BEGIN Exercise material

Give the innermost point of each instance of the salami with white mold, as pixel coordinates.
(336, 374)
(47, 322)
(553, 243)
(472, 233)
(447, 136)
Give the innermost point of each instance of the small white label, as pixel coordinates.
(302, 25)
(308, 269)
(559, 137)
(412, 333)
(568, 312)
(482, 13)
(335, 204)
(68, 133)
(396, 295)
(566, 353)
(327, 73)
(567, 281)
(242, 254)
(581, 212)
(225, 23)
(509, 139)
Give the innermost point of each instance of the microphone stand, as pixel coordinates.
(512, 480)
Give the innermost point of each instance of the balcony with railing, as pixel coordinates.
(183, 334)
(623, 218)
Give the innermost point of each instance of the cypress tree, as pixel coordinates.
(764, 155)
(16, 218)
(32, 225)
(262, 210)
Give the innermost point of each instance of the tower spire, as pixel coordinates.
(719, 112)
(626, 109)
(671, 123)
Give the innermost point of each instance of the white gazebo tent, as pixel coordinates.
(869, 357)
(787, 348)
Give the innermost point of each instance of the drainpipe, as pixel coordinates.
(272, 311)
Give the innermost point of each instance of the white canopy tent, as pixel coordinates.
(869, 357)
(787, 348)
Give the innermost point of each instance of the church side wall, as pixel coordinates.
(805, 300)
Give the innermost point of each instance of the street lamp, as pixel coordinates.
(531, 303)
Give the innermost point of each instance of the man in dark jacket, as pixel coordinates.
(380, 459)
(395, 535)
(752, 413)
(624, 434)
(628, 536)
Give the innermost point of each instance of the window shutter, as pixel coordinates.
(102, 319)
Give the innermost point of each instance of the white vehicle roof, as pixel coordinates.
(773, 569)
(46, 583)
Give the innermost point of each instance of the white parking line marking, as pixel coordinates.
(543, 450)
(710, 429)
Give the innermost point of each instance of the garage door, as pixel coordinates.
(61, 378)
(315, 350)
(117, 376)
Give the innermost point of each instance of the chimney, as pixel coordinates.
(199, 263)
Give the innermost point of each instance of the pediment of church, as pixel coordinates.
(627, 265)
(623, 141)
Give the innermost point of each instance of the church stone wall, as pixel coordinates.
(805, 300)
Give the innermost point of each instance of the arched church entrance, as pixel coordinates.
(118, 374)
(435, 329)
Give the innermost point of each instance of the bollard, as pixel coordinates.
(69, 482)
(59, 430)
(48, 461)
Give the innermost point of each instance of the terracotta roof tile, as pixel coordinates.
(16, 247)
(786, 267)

END Exercise material

Convert the stretch from the line containing "Give the innermost point of each instance of the white parking" through the end of the entries above into a Markdown table with columns Row and Line, one row per line, skipping blank lines.

▸ Expected answer:
| Row | Line |
|---|---|
| 1 | Give the innermost point of each instance of the white parking line marking, as pixel coordinates. |
| 2 | (543, 450) |
| 3 | (710, 429) |
| 4 | Give the innermost point of each instance of the garage door, as pixel coordinates. |
| 5 | (61, 378) |
| 6 | (315, 350) |
| 7 | (117, 376) |
| 8 | Give the innermost point of each instance of the chimney, as pixel coordinates. |
| 9 | (199, 263) |
| 10 | Give the innermost point of each instance of the pediment of church, as pixel coordinates. |
| 11 | (627, 265) |
| 12 | (623, 141) |
| 13 | Give the innermost point of each instance of the church stone wall, as pixel coordinates. |
| 14 | (805, 300) |
| 15 | Give the innermost point of each instance of the arched church entrance, as pixel coordinates. |
| 16 | (118, 374) |
| 17 | (435, 329) |
| 18 | Give the innermost point of each instance of the bollard, as pixel coordinates. |
| 19 | (69, 482) |
| 20 | (59, 430) |
| 21 | (48, 461) |
| 22 | Give the innermost point of each instance of the terracotta roof tile, as pixel coordinates. |
| 23 | (16, 247) |
| 24 | (786, 267) |